> _Set exercise_
Reproduce the cereal cake tutorial below word for word, in full.

> _Article_
Gravity-Defying Bowl of Cereal Cake
Now this is the ultimate personal-size cake for any cereal lover! This anti-gravity cake is the perfect way to wow your friends and family at a birthday party or to surprise your breakfast-loving husband-to-be with this as his groom's cake! And the best part about this cake? You won't believe how easy it is to make!! A few simple tricks give this cereal cake the that over-the-top realistic appearance. Check it out in this tutorial...
Note: certain parts of this cake will need a couple of days to dry. So plan ahead!
For this tutorial, we will be using the Wilton ball pan to create the bowl, and it will be used for baking the cake. Place 1/2 of the Wilton ball pan open side down and dust surface with cornstarch. The cornstarch will help keep the edible bowl from sticking.

> _Record set_
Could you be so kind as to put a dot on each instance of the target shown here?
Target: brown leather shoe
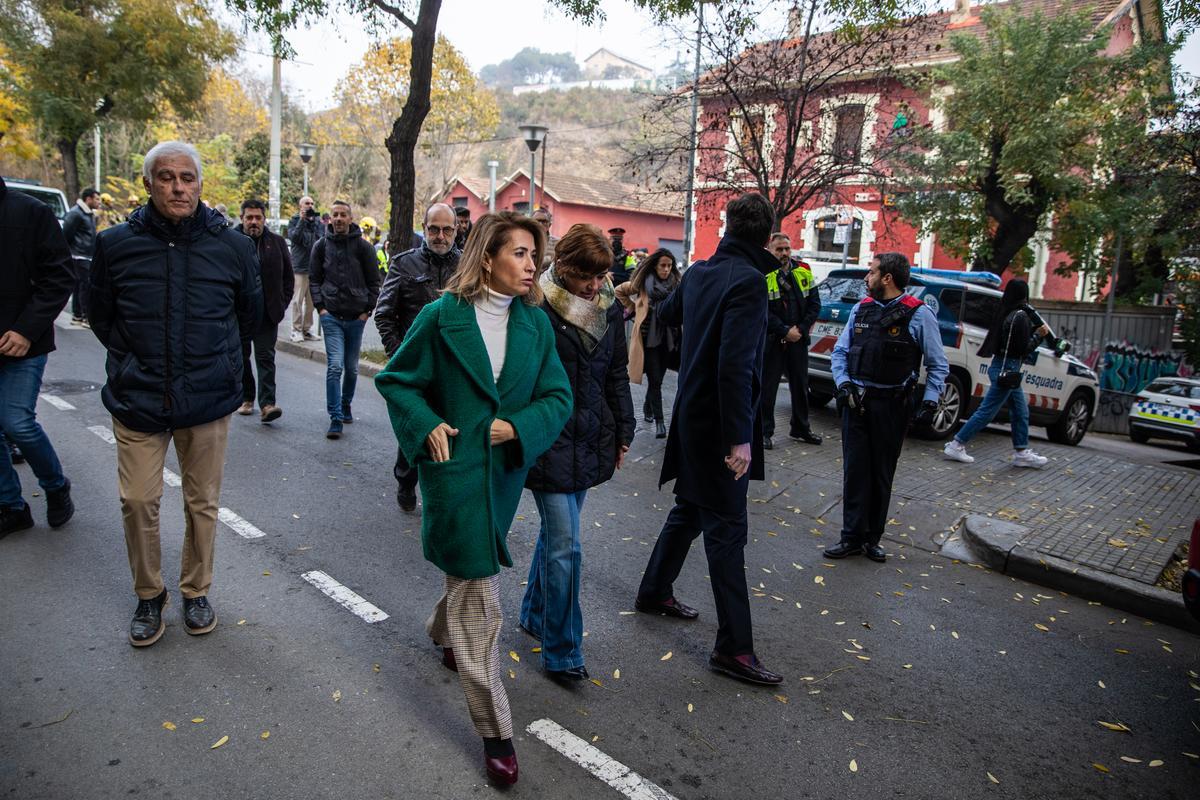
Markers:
(669, 607)
(747, 668)
(503, 769)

> _Task output_
Gravity-Defying Bowl of Cereal Cake
Now this is the ultimate personal-size cake for any cereal lover! This anti-gravity cake is the perfect way to wow your friends and family at a birthday party or to surprise your breakfast-loving husband-to-be with this as his groom's cake! And the best part about this cake? You won't believe how easy it is to make!! A few simple tricks give this cereal cake the that over-the-top realistic appearance. Check it out in this tutorial...
Note: certain parts of this cake will need a couple of days to dry. So plan ahead!
For this tutorial, we will be using the Wilton ball pan to create the bowl, and it will be used for baking the cake. Place 1/2 of the Wilton ball pan open side down and dust surface with cornstarch. The cornstarch will help keep the edible bowl from sticking.